[Records from a dataset]
■ ■ ■ ■
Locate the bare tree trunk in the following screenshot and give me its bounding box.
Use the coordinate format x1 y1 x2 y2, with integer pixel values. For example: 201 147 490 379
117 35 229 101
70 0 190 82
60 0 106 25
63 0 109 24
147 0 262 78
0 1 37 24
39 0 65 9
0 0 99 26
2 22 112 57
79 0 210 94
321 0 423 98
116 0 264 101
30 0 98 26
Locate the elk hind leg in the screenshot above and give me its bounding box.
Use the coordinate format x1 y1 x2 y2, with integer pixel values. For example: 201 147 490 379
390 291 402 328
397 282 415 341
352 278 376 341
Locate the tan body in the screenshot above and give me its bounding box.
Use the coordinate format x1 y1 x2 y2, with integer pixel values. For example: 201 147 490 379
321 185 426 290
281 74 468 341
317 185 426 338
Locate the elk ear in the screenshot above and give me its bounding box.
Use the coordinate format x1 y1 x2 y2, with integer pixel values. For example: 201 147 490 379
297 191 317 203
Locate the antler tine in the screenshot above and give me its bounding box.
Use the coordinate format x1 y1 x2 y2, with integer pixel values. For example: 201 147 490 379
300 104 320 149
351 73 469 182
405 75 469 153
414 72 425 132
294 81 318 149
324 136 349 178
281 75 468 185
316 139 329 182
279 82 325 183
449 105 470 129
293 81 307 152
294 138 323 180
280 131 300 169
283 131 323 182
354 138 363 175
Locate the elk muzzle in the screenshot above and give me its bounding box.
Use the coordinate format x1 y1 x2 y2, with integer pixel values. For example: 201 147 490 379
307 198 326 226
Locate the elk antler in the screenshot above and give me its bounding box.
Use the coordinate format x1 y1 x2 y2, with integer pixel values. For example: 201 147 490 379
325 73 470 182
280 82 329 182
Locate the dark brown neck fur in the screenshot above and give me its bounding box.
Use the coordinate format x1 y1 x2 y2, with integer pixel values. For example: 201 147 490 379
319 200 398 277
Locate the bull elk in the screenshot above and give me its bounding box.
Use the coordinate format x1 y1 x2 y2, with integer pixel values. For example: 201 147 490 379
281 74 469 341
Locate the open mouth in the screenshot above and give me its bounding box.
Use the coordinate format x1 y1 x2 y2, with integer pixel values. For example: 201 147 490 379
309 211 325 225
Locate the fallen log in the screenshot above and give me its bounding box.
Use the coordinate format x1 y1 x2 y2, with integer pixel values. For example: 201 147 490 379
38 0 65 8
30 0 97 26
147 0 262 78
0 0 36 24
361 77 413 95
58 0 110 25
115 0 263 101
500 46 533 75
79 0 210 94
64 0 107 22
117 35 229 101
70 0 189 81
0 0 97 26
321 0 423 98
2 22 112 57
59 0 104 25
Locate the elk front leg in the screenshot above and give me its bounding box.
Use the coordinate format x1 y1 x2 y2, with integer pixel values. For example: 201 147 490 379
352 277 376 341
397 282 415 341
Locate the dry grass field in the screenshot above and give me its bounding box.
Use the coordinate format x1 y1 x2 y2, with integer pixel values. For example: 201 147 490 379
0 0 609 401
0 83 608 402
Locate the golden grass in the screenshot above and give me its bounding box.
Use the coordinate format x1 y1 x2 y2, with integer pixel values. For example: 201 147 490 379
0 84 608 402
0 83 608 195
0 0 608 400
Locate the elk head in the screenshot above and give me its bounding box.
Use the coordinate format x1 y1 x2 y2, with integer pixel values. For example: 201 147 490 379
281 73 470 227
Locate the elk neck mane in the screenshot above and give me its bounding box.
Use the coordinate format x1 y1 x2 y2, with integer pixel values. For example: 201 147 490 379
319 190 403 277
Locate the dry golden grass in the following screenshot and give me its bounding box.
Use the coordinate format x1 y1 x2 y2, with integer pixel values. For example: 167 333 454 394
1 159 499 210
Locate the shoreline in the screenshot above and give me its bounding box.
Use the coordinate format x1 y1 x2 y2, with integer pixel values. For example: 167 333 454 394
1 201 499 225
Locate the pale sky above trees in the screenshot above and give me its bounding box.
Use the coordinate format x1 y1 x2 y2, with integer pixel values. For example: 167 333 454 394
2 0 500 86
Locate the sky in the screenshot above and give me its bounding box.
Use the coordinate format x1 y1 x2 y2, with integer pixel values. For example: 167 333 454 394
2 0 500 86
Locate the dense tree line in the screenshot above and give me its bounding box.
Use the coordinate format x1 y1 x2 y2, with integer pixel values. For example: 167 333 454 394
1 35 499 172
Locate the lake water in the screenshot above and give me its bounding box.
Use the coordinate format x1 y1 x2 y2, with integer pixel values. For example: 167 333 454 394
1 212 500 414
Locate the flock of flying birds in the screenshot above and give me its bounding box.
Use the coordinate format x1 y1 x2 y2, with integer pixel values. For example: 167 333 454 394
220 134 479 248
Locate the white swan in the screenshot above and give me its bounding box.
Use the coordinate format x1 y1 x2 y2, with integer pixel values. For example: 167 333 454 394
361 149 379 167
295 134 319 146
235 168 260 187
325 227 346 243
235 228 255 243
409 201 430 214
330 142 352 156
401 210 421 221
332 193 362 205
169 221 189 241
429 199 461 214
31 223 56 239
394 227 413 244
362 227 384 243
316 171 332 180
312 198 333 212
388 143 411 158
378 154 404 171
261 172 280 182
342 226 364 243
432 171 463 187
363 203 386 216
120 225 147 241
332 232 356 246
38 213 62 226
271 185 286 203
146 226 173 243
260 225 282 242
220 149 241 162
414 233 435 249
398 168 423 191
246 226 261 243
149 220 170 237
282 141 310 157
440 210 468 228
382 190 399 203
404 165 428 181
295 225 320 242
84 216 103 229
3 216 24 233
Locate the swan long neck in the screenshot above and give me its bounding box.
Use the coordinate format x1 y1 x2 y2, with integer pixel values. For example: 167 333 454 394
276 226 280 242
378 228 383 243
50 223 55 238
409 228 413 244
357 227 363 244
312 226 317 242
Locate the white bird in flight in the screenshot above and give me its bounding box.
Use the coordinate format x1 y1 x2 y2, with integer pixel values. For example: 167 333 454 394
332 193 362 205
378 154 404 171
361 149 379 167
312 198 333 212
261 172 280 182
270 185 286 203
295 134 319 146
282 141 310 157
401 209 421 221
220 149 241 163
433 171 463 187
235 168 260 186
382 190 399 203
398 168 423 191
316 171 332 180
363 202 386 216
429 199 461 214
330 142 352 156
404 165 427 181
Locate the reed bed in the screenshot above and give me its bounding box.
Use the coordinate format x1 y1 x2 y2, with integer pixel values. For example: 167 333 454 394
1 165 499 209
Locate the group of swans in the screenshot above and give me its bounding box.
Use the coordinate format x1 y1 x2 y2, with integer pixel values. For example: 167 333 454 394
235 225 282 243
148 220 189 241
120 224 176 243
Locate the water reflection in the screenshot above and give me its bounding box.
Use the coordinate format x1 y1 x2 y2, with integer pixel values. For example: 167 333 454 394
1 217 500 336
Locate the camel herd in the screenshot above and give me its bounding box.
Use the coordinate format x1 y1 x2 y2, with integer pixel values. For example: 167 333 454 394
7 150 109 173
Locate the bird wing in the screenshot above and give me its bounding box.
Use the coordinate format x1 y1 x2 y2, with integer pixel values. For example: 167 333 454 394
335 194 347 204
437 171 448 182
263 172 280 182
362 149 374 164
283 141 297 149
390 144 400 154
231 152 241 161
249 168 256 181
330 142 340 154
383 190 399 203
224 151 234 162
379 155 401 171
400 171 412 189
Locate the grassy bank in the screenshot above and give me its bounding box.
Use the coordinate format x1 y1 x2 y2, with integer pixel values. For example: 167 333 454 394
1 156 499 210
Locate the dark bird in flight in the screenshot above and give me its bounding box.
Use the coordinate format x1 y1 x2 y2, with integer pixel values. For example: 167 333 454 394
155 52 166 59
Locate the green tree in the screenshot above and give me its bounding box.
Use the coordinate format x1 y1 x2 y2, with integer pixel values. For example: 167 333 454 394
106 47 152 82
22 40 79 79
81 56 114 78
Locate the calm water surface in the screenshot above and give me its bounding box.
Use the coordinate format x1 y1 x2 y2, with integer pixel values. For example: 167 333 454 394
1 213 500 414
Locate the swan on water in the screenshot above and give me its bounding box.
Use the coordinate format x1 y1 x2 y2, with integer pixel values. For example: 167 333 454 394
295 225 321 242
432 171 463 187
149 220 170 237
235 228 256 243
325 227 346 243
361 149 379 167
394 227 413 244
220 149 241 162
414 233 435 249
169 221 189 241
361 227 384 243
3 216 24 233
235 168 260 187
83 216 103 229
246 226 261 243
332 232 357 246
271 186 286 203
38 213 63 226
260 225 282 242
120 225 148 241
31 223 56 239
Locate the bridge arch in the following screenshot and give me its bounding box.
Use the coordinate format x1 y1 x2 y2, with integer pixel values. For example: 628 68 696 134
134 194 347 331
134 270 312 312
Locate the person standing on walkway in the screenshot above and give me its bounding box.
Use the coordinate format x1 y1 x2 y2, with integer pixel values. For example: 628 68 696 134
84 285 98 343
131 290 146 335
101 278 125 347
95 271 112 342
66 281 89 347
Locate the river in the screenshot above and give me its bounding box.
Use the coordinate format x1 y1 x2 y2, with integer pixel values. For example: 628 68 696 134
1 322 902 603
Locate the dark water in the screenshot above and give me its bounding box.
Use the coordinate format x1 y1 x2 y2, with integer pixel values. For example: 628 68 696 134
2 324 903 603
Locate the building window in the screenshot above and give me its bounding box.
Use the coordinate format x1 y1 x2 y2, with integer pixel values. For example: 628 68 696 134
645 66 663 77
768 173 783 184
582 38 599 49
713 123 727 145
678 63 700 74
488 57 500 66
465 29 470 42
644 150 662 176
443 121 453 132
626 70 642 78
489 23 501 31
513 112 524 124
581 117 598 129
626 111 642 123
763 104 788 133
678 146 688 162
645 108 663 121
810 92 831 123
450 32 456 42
■ ■ ■ ■
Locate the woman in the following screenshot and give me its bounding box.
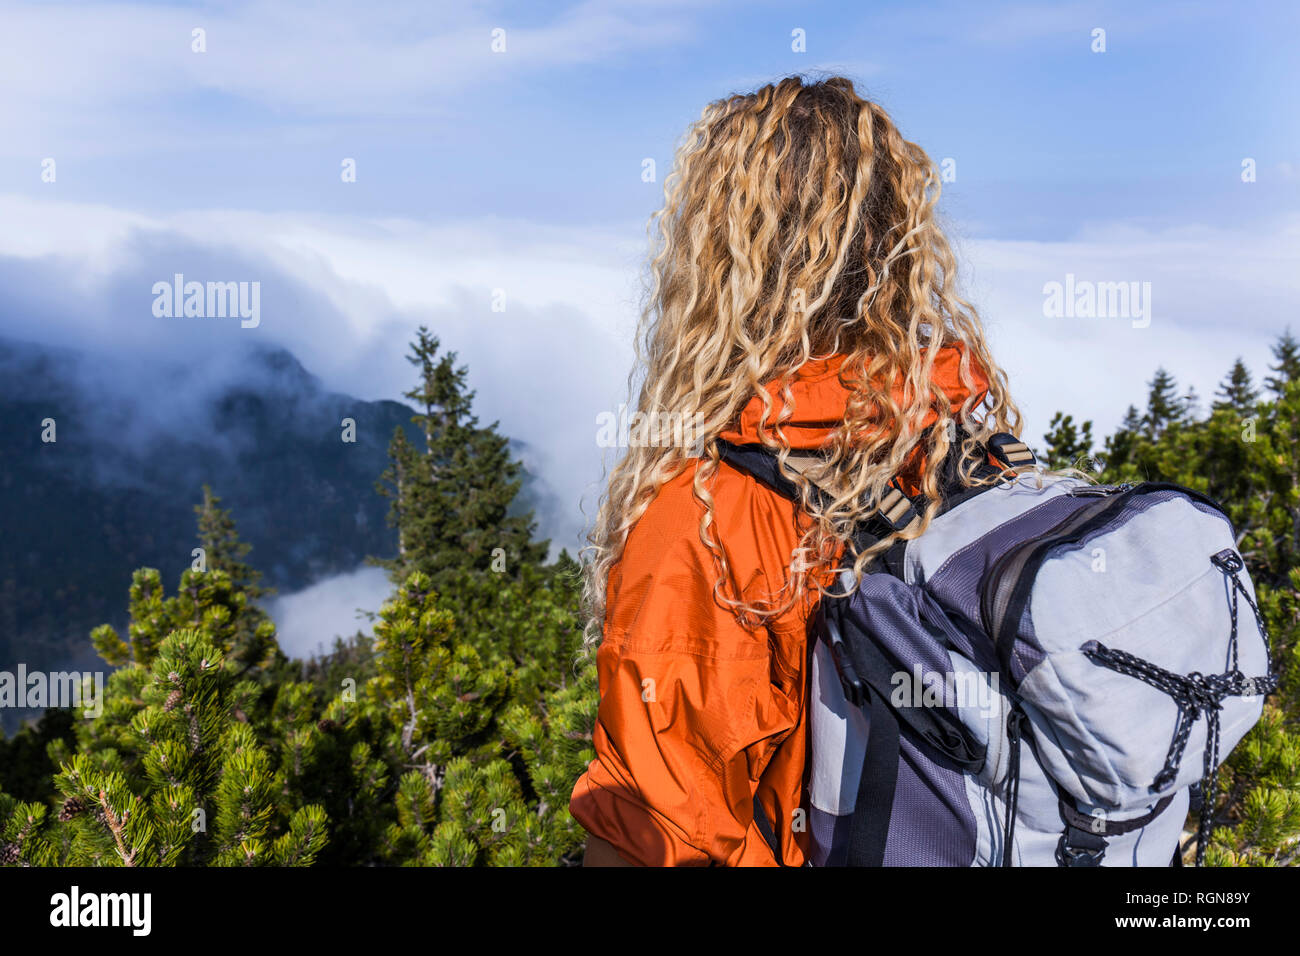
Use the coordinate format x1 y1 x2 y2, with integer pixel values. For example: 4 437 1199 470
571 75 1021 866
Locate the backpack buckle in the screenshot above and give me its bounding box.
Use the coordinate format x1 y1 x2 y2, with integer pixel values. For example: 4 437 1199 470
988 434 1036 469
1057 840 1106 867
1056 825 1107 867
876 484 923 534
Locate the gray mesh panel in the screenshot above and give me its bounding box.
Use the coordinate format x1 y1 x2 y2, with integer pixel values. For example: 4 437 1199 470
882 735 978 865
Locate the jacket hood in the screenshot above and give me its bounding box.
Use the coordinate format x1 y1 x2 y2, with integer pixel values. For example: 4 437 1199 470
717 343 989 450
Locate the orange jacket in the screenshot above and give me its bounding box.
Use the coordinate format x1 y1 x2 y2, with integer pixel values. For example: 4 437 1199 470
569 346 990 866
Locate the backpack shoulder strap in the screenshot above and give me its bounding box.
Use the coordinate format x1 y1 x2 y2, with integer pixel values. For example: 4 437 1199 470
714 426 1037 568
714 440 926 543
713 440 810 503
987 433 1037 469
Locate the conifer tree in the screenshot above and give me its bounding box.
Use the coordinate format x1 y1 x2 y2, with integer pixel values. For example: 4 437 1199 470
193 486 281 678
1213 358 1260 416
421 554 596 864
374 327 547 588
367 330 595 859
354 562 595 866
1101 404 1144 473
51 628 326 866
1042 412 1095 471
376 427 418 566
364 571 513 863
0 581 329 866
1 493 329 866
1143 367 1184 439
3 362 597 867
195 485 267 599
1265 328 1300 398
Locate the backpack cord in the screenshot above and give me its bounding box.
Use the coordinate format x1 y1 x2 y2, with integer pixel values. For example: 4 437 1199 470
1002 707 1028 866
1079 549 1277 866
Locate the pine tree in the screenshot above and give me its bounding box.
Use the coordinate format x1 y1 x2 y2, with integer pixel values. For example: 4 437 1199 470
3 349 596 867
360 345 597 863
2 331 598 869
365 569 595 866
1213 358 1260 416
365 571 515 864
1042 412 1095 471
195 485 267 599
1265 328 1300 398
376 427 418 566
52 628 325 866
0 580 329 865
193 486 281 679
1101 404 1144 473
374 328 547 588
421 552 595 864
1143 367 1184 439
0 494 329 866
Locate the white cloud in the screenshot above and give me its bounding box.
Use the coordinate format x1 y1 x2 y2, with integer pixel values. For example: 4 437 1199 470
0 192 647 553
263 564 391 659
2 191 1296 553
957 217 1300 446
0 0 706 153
■ ■ ■ ■
> WHAT THE TASK REQUIRES
Within the entries above, how many lines contain the word "jacket"? State the number only.

> ANSWER TO THIS EXERCISE
2